What is expected: According to the study summary on subtypes of Pervasive Developmental Disorders, from how many children with PDDs were the data collected?

Text excerpt:
----------

Using Cluster Analysis, Cluster Validation, and Consensus Clustering to Identify Subtypes

Shen, Jess Jiangsheng
Cluster analysis , Cluster validation , Consensus clustering , Autism
Pervasive Developmental Disorders (PDDs) are neurodevelopmental disorders characterized by impairments in social interaction, communication and behaviour [Str04]. Given the diversity and varying severity of PDDs, diagnostic tools attempt to identify homogeneous subtypes within PDDs. The diagnostic system Diagnostic and Statistical Manual of Mental Disorders - Fourth Edition (DSM-IV) divides PDDs into five subtypes. Several limitations have been identified with the categorical diagnostic criteria of the DSM-IV. The goal of this study is to identify putative subtypes in the multidimensional data collected from a group of patients with PDDs, by using cluster analysis. Cluster analysis is an unsupervised machine learning method. It offers a way to partition a dataset into subsets that share common patterns. We apply cluster analysis to data collected from 358 children with PDDs, and validate the resulting clusters. Notably, there are many cluster analysis algorithms to choose from, each making certain assumptions about the data and about how clusters should be formed. A way to arrive at a meaningful solution is to use consensus clustering to integrate results from several clustering attempts that form a cluster ensemble into a unified consensus answer, and can provide robust and accurate results [TJPA05]. In this study, using cluster analysis, cluster validation, and consensus clustering, we identify four clusters that are similar to – and further refine  three of the five subtypes defined in the DSM-IV. This study thus confirms the existence of these three subtypes among patients with PDDs.

----------

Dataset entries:

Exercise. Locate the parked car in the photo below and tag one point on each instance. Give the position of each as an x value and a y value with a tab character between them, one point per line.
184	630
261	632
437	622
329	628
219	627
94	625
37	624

----------

Answer to the exercise: 358 children